- [EXERCISE DIRECTIONS]
As the answer, give a copy of each line below that includes the word "pair".

- [Records excerpted from a collection]
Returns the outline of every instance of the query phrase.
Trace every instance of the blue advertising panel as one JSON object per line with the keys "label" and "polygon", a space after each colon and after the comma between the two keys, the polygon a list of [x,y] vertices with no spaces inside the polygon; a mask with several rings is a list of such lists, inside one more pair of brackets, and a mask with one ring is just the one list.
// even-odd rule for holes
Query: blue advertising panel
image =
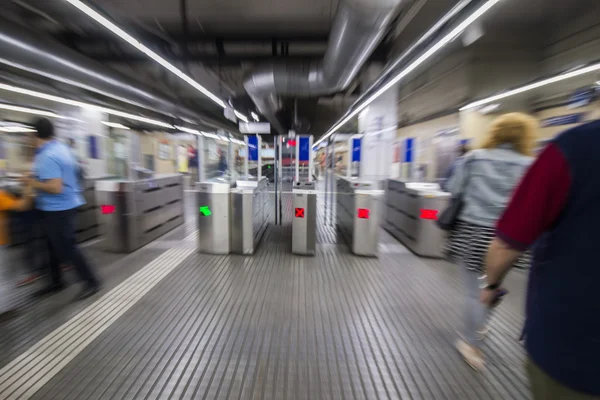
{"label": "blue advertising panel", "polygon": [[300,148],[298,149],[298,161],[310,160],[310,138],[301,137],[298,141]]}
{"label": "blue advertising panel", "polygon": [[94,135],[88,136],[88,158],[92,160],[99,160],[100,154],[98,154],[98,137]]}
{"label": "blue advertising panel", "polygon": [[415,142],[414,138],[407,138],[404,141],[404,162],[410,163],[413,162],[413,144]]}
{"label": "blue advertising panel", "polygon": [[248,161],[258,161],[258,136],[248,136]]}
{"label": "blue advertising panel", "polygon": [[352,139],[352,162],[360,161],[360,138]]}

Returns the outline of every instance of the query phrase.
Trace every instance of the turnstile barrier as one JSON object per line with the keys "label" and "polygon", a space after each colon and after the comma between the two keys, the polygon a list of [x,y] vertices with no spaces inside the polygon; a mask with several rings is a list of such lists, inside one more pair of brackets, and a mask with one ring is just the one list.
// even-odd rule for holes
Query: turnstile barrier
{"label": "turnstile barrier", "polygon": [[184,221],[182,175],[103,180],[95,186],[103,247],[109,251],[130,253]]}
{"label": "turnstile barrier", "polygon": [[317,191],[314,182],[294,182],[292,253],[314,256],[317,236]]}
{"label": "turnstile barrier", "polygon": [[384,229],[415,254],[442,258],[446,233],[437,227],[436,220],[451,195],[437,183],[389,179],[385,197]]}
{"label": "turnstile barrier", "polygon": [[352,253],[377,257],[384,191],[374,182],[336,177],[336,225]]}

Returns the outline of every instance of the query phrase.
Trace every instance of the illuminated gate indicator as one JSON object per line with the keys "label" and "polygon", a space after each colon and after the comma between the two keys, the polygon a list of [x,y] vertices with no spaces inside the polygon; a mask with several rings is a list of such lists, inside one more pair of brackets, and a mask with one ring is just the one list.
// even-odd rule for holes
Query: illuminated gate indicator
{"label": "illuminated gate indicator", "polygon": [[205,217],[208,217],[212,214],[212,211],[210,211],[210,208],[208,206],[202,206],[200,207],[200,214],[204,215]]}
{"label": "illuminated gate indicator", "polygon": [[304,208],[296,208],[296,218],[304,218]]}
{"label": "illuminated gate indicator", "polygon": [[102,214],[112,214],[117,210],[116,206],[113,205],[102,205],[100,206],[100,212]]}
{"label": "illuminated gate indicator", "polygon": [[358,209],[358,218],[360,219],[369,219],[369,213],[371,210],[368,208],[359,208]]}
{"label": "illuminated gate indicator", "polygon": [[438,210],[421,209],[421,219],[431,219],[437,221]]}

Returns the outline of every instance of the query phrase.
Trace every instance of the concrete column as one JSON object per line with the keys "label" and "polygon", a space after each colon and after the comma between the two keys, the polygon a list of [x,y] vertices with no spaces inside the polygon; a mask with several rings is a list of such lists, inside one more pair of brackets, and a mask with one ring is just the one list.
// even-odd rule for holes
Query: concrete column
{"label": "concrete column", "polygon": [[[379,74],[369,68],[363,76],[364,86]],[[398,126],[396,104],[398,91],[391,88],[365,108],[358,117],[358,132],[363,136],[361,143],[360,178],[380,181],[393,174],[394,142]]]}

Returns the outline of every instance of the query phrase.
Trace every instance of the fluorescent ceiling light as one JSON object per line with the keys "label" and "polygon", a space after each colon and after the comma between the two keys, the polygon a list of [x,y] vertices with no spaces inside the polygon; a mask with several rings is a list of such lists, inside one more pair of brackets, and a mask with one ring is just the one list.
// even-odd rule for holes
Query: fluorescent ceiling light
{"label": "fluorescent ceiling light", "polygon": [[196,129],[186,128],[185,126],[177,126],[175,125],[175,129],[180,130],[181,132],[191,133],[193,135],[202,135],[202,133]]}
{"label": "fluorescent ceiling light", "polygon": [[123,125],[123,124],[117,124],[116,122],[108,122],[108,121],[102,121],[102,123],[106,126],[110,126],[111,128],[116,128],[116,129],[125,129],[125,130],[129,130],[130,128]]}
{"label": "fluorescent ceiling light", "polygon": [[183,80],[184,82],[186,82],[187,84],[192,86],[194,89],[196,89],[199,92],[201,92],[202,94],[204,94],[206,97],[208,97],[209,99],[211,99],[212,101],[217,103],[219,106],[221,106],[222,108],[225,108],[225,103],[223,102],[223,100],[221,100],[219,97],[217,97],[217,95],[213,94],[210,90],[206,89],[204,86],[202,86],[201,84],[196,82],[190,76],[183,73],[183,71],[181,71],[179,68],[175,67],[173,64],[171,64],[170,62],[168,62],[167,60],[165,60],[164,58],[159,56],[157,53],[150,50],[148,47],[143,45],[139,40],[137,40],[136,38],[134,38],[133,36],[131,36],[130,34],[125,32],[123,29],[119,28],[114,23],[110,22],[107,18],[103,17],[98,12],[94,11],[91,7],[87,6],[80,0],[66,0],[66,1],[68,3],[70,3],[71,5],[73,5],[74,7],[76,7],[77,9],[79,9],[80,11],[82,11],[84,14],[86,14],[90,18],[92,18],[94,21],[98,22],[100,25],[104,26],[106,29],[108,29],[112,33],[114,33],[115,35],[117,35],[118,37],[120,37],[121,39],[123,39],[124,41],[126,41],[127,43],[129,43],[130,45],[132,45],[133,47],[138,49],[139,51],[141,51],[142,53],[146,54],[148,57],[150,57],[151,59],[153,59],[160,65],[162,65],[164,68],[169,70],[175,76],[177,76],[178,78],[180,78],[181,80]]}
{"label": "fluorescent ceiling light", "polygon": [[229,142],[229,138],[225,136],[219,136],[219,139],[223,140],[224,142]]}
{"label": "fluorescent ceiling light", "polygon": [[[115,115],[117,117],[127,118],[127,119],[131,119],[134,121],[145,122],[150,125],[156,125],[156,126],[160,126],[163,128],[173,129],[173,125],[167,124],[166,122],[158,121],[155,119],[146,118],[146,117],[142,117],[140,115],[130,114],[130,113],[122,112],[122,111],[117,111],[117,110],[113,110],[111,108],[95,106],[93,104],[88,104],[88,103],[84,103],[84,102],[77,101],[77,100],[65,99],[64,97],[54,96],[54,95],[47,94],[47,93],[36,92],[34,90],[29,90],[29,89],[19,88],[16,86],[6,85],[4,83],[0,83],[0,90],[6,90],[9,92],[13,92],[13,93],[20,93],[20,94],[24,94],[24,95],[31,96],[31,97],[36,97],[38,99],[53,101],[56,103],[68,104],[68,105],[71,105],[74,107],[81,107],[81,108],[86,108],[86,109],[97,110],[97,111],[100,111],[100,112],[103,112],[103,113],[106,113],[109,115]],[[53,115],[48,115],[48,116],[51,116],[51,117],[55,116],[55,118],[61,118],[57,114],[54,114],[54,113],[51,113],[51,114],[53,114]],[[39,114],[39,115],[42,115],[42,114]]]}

- [EXERCISE RESPONSE]
Trace every instance of the blue advertising panel as one JSON object per line with the keys "label" and "polygon", a space after each colon and after the comma between the two keys, the polygon a list of [x,y] vertices with no spaces inside the polygon; a mask with several rings is a list of such lists, inside one more pair of brackets, and a mask with one ring is just the one list.
Trace every instance of the turnstile barrier as one JSON object per line with the keys "label" and "polygon", a space after each colon and after the comma between the two keys, the polygon a list of [x,y] vertices with no spaces inside the polygon; a mask with several rings is a list of such lists, inside one more pair of brackets, and a mask with one ring is just the one list.
Trace every instance of the illuminated gate indicator as one JSON object per line with the keys "label" and "polygon", a space after each colon and after the comma between the two keys, the polygon a list of [x,y] vertices with no spaces inside the polygon; a mask with several rings is a list of such lists, inside one more pair of brackets, and a mask with one ring is just the one list.
Trace every instance of the concrete column as one JSON object per line with the keys "label" and "polygon", a space after each colon and after the comma between the two keys, the polygon a list of [x,y] vertices with no spaces inside the polygon; a mask with several rings is a list of such lists, inside one more pair of brackets, and a mask with one ring is just the one list.
Trace every instance of the fluorescent ceiling light as one JSON object per line with the keys "label" and "polygon", a space after each colon and after the comma between the two keys, the polygon a list of [x,y] vertices with no spaces inside the polygon; a mask with several rings is a list of such lists, inside one more pair of brackets, and a mask with one ring is just the one list.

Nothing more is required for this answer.